Direction — Render everything in the data below from the line containing "Practice step: label each instance of the white background" down to the line containing "Practice step: label each instance of the neck", both included, as a JSON list of strings. Use one string per line and leave out blank lines.

[Records]
[BEGIN]

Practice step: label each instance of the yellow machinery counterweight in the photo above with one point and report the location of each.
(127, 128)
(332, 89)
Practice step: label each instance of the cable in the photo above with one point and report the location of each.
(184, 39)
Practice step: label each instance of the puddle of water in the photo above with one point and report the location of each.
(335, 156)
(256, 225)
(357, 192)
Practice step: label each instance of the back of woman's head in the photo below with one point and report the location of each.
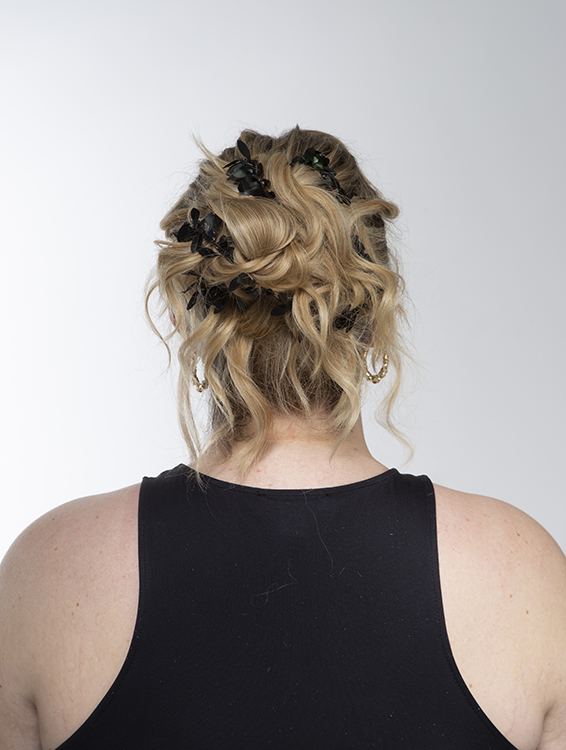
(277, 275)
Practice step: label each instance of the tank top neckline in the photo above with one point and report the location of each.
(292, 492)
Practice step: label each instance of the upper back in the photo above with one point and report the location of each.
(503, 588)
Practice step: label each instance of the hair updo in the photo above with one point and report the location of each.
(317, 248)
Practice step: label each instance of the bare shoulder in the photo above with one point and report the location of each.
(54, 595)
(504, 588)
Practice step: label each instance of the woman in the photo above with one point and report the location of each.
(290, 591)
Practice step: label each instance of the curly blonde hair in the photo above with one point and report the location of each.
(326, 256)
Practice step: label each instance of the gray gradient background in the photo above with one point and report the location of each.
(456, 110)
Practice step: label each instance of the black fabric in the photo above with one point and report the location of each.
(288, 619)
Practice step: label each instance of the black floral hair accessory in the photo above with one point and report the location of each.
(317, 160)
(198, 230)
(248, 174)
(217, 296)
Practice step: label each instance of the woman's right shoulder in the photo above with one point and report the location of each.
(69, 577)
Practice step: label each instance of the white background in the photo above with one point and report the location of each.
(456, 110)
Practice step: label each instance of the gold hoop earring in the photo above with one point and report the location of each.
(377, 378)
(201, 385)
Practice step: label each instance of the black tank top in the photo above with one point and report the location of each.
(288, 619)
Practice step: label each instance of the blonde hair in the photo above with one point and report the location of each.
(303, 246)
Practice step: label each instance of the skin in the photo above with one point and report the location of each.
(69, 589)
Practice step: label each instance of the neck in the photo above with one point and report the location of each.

[END]
[BEGIN]

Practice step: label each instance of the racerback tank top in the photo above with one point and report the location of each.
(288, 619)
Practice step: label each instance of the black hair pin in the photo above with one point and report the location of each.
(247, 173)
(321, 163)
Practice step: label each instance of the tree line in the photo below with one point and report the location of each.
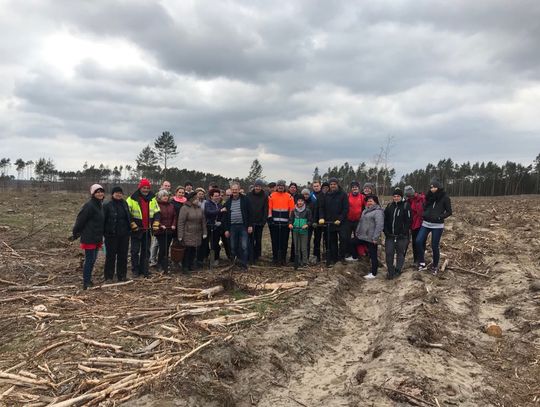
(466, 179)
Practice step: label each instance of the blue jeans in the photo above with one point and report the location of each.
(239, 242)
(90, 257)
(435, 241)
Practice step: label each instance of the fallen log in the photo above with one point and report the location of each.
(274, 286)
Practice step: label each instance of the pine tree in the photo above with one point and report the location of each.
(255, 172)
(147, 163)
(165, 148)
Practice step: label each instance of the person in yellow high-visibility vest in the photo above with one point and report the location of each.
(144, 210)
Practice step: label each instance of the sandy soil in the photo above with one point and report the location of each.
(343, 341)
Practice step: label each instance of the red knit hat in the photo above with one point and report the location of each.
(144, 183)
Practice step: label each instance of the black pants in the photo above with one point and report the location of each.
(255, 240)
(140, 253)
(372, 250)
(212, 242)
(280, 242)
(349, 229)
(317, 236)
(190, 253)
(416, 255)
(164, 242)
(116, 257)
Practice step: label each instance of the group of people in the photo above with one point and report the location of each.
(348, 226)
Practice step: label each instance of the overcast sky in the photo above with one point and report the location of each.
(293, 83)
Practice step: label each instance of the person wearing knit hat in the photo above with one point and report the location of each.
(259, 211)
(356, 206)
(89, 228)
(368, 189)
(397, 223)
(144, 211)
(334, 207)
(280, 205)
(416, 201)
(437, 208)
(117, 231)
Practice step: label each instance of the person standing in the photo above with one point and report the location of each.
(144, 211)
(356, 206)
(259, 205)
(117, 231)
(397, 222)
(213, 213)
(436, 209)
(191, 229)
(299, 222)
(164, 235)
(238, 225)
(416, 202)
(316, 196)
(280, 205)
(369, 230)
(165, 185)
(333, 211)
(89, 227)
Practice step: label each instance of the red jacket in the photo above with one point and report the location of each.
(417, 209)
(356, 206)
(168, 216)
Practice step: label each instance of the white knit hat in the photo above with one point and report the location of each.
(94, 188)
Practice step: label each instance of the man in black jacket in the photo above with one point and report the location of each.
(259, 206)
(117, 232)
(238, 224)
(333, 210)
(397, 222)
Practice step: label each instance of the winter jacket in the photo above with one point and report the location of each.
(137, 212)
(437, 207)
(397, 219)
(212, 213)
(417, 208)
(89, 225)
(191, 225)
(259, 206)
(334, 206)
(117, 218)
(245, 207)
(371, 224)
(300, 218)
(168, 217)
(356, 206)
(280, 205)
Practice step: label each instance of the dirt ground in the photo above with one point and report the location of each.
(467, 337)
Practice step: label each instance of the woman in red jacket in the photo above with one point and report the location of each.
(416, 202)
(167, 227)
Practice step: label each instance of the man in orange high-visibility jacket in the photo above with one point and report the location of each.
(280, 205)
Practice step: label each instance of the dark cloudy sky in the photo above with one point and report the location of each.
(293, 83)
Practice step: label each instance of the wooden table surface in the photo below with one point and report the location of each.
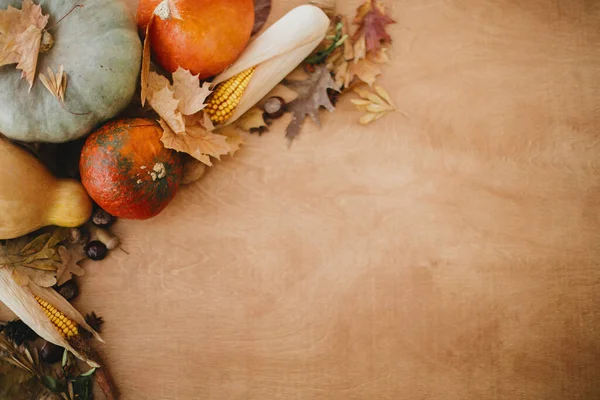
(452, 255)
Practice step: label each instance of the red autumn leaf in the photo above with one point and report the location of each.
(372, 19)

[END]

Worked answer —
[
  "Practice step: label each instance of the white background in the photo above with one point and report the location of each.",
  "(456, 110)",
  "Practice step: label each instance of the gold hoop earring in the photo above with one point and report the location of each.",
  "(377, 378)",
  "(201, 385)",
  "Practice step: label each instance of the black tank top in the photo above with one point and report the location of each.",
  "(288, 619)",
  "Practice step: label each instance of the blonde hair in the photo above with one point and report the location of each.",
  "(303, 246)",
  "Practice step: label each instance of the skin in the photo above with one point and report the location of each.",
  "(69, 589)",
  "Practice step: label each instance of the neck in the photo above with one point and report the location of each."
]